4. Lets get a better look at what is going on in kswapd

   echo 1 > /sys/kernel/debug/tracing/events/vmscan/enable
   cat /sys/kernel/debug/tracing/trace_pipe > vmscan-ftrace.txt

Out of curiousity, what's the exact machine you are testing on
because I want to see what sort of hardware combination triggers
this problem? Is the tar local or is it copied over NFS? What is the
configuration of the disk or partition you are copying to?

Thanks
Mel Gorman - May 6, 2011, 8:07 a.m.
On Fri, May 06, 2011 at 08:42:24AM +0100, Mel Gorman wrote:
> 1. High-order allocations? You machine is using i915 and RPC, something
>    neither of my test machine uses. i915 is potentially a source for
>    high-order allocations. I'm attaching a perl script. Please run it as
>    ./watch-highorder.pl --output /tmp/highorders.txt
>    while you are running tar. When kswapd is running for about 30
>    seconds, interrupt it with ctrl+c twice in quick succession and
>    post /tmp/highorders.txt
> 

Attached this time :/
Mel Gorman - May 6, 2011, 11:42 a.m.

* **Requirement A**: In the kswapd thread, how long should kswapd be running before the perl script is interrupted?
* **Requirement B**: Extend the kswapd thread, picking up after its last line.

* **Dataset section**:
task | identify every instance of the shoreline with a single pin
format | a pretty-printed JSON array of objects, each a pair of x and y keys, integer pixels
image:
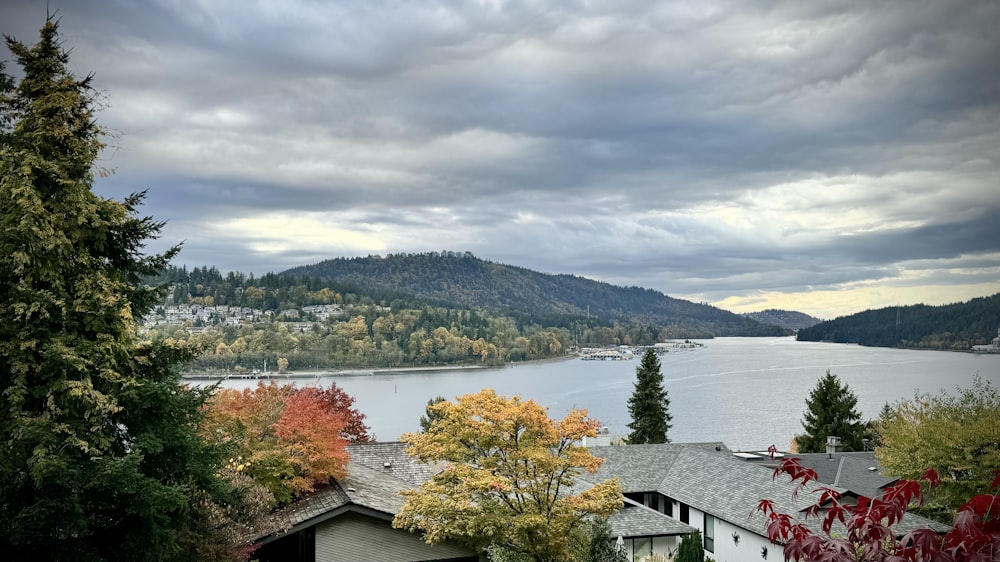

* **Written answer A**: About 30 seconds.

* **Written answer B**:
On Fri, May 06, 2011 at 08:42:24AM +0100, Mel Gorman wrote:
> On Tue, May 03, 2011 at 09:22:33AM -0500, James Bottomley wrote:
> > On Tue, 2011-05-03 at 09:13 -0500, James Bottomley wrote:
> > > I've got a ftrace output of kswapd ... it's 500k compressed, so I'll
> > > send under separate cover.
> > 
> > Here it is ... it's under 2.6.38.4 vanilla, but the code is similar. 
> > 
> 
> I was quiet because I was off trying to reproduce this but not having
> much luck. It doesn't seem directly related to filesystems or
> cgroups. For example, here is what I see with ext4 without cgroups
> 
>                 2.6.34-vanilla    2.6.37-vanilla    2.6.38-vanilla       rc6-vanilla
> download tar           70 ( 0.00%)   68 ( 2.94%)   69 ( 1.45%)   70 ( 0.00%)
> unpack tar            601 ( 0.00%)  605 (-0.66%)  604 (-0.50%)  605 (-0.66%)
> copy source files     319 ( 0.00%)  321 (-0.62%)  320 (-0.31%)  332 (-3.92%)
> create tarfile       1368 ( 0.00%) 1372 (-0.29%) 1371 (-0.22%) 1363 ( 0.37%)
> delete source dirs     21 ( 0.00%)   21 ( 0.00%)   23 (-8.70%)   22 (-4.55%)
> expand tar            263 ( 0.00%)  261 ( 0.77%)  257 ( 2.33%)  259 ( 1.54%)
> 
> (all results are in seconds)
> 
> When running in cgroups, the results are similar - bit slower but
> not remarkably so. ext3 is slower but not enough to count as the bug.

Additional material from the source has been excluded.